Segment Start: Excerpt

The Swimming See-Saw

Shark hydrodynamics is much more sophisticated than has been traditionally believed. Most sharks have a caudal fin in which the upper lobe is considerably longer than the lower. Unlike teleost fishes, in which the backbone stops at the base of the tail fin, the vertebral column of sharks extends well into the upper lobe. This unequal arrangement, together with the fact that the wing-like pectoral fins are anterior to a shark's centre of gravity, has lead to an oversimplistic conception of shark swimming. According to the standard textbook model, the hyperextended upper lobe of the tail forces the a shark downward, which is compensated for by lift from the pectoral fins.

In reality, shark swimming is much more elegant and subtle than this kind of waterlogged teeter-totter. For starters, a shark's flattened snout and belly are also significant planing surfaces, providing up to 30% of the total lift. In addition, the lower lobe of a shark's tail is strengthened with a complex network of mineralised collagen (a highly elastic protein) fibres. The resultant collagen-powered 'snap' provides roughly as much upward thrust as the larger upper lobe provides downward — keeping the shark on an even keel. The more closely one studies shark hydrodynamics, the more wondrous these animals seem.

Segment End: Excerpt
Segment Start: Data for review

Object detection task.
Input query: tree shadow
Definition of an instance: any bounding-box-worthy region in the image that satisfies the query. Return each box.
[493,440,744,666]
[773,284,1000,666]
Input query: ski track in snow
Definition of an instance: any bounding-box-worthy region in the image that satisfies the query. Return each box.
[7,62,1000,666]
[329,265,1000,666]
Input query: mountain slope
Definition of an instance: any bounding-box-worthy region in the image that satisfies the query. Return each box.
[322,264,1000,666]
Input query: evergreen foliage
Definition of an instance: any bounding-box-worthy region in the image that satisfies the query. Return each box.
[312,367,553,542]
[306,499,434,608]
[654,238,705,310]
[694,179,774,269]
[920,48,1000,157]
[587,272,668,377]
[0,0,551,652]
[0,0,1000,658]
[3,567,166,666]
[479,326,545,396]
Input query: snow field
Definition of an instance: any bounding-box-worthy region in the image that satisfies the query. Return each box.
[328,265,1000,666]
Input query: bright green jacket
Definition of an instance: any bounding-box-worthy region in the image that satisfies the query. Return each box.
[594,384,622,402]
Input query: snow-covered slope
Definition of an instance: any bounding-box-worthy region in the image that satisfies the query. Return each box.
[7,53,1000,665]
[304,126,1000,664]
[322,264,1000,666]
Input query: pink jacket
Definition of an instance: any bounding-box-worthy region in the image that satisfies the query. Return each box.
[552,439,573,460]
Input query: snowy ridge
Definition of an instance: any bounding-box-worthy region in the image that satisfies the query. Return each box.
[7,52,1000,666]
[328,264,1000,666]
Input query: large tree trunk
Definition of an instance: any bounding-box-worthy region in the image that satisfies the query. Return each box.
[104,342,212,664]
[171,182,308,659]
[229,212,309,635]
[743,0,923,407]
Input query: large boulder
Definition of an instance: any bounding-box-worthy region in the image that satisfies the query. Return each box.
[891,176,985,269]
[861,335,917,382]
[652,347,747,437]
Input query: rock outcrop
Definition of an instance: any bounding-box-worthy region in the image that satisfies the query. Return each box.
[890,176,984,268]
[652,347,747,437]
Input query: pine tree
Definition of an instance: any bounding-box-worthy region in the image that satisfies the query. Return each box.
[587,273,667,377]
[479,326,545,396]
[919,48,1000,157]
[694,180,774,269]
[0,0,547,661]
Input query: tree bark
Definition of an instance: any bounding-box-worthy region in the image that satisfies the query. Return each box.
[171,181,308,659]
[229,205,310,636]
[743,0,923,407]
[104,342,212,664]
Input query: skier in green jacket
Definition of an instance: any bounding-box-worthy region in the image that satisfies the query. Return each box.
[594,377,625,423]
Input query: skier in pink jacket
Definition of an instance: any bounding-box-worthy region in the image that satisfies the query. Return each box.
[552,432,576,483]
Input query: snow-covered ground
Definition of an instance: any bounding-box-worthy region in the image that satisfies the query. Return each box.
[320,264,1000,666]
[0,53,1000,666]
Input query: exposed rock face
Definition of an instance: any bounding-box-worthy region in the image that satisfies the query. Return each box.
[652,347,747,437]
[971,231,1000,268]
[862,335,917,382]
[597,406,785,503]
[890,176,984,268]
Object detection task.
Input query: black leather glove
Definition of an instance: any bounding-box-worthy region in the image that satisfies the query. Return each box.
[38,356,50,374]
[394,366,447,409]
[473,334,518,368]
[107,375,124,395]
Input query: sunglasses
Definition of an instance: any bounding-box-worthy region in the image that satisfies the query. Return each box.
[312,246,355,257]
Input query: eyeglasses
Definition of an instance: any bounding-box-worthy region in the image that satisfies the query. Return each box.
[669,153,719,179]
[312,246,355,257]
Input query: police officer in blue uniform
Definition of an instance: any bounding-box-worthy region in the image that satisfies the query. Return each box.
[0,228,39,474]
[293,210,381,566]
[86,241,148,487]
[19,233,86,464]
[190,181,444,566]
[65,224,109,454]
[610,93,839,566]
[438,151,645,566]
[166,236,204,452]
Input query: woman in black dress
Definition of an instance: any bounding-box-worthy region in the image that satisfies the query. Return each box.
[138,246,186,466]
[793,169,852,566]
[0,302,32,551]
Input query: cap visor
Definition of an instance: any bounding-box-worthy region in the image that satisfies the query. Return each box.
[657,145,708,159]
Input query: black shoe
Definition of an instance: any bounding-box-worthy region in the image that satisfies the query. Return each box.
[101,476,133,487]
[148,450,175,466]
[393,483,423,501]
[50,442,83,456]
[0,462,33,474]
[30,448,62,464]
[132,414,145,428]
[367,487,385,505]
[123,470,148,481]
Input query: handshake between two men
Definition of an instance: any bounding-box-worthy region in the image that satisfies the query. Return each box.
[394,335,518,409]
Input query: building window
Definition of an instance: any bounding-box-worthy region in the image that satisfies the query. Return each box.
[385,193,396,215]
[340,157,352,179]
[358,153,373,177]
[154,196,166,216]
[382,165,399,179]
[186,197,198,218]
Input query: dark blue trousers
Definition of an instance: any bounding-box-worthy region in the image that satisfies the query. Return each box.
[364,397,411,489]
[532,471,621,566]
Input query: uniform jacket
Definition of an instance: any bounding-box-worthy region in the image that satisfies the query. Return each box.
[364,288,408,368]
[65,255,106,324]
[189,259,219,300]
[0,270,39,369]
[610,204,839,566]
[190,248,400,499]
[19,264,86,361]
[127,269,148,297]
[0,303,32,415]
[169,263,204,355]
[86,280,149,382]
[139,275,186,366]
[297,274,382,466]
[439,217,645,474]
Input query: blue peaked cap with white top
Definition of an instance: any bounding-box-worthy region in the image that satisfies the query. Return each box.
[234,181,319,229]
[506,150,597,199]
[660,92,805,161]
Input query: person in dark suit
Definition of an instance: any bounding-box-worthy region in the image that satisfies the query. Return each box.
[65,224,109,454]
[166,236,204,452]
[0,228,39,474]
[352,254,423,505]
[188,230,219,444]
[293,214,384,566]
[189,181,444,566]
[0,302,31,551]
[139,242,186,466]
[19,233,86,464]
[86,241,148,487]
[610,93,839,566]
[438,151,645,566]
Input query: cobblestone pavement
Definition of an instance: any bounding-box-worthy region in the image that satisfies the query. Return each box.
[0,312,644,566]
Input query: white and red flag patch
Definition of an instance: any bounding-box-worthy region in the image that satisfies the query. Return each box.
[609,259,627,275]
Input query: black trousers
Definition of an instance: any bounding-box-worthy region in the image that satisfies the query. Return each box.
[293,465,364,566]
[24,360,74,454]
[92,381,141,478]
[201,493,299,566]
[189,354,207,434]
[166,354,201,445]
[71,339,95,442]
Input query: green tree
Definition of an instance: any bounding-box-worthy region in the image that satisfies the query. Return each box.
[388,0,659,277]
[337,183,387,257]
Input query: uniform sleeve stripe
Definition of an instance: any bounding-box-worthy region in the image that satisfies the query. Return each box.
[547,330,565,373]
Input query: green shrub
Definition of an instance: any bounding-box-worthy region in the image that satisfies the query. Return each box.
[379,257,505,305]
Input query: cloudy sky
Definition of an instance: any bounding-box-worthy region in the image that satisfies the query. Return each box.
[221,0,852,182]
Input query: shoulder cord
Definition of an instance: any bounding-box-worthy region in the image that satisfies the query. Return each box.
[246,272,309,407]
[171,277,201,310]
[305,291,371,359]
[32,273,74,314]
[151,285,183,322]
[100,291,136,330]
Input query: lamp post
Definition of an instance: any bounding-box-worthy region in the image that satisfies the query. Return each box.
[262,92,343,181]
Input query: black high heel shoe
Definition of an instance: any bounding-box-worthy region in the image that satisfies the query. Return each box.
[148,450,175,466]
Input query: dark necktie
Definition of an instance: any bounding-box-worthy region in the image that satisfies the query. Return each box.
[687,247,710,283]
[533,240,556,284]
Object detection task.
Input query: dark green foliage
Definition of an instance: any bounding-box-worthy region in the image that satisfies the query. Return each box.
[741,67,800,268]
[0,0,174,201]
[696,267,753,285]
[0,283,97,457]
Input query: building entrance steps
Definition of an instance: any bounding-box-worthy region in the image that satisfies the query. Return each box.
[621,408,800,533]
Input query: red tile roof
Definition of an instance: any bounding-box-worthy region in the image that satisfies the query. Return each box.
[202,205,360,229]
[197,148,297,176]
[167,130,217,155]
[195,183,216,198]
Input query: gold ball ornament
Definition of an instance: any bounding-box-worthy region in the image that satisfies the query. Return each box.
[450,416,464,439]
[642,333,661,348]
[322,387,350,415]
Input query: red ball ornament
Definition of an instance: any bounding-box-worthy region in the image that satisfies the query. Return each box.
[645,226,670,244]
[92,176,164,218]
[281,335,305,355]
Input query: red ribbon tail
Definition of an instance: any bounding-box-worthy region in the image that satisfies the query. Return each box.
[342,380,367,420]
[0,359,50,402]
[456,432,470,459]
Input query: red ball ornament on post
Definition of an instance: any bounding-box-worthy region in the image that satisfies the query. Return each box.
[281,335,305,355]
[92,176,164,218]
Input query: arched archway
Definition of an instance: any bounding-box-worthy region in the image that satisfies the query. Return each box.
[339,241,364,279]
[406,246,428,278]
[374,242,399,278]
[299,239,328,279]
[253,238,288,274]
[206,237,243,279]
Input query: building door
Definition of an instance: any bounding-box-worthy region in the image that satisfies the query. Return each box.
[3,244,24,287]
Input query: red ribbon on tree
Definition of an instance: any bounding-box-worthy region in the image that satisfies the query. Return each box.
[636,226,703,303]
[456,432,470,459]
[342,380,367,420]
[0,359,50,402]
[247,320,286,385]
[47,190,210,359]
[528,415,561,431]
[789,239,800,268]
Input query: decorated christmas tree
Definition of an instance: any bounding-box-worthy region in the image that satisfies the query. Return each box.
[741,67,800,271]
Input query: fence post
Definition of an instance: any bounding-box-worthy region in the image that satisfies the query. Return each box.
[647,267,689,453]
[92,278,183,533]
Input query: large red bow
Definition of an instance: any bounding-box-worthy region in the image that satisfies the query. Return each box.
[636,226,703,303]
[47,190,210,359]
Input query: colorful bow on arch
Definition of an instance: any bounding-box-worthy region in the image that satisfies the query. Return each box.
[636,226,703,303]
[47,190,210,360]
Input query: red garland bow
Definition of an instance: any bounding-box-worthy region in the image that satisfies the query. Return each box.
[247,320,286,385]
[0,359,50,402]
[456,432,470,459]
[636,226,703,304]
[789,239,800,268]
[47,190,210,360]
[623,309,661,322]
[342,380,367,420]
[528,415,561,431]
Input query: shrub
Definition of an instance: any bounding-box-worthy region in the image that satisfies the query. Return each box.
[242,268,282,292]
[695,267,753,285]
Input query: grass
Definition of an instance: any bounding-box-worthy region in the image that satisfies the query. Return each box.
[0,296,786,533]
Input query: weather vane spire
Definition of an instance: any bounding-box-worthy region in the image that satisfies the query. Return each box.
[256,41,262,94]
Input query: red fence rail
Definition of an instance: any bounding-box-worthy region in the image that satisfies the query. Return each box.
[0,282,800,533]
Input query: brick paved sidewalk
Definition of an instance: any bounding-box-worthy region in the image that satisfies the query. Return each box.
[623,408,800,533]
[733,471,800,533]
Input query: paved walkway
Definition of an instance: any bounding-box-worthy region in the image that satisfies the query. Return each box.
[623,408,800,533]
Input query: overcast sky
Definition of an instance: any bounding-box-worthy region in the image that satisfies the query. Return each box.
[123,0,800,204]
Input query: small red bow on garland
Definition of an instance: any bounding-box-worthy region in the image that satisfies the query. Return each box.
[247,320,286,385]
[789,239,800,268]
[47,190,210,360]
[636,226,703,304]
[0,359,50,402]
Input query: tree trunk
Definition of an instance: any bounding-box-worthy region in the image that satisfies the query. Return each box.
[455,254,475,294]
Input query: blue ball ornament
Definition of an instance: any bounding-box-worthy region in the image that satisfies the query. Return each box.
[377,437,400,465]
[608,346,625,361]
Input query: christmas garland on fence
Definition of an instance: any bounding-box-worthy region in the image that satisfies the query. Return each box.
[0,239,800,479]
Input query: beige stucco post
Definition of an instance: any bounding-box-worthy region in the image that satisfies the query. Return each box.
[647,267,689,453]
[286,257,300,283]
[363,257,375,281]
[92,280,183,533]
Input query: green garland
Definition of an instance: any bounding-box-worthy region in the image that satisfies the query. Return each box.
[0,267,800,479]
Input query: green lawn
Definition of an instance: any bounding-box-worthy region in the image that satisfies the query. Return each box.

Segment End: Data for review

> Work order A: Copy the passage on shark swimming word for word, from "The Swimming See-Saw" to "the pectoral fins.".
> Work order B: Write the next part of the passage on shark hydrodynamics, starting after its final sentence.

> Task result A:
The Swimming See-Saw

Shark hydrodynamics is much more sophisticated than has been traditionally believed. Most sharks have a caudal fin in which the upper lobe is considerably longer than the lower. Unlike teleost fishes, in which the backbone stops at the base of the tail fin, the vertebral column of sharks extends well into the upper lobe. This unequal arrangement, together with the fact that the wing-like pectoral fins are anterior to a shark's centre of gravity, has lead to an oversimplistic conception of shark swimming. According to the standard textbook model, the hyperextended upper lobe of the tail forces the a shark downward, which is compensated for by lift from the pectoral fins.

> Task result B:
For example, consider that notch near the tip of the upper lobe of a shark's caudal fin. That simple-looking notch serves a sophisticated hydrodynamic function: it allows the terminal 'flap' to wag from side to side, so that the tip of the upper lobe is NOT the rearmost structure for most of the tail's propulsive arc. This virtually eliminates tail-tip vortices, resulting in reduced drag. This mechanism is imitated by winglets at the tip of aircraft wings, but our engineers can only crudely mimic the best designs of Nature. No matter how ingenious our technologies, sharks can swim circles around our state-of-the-art ships and submarines.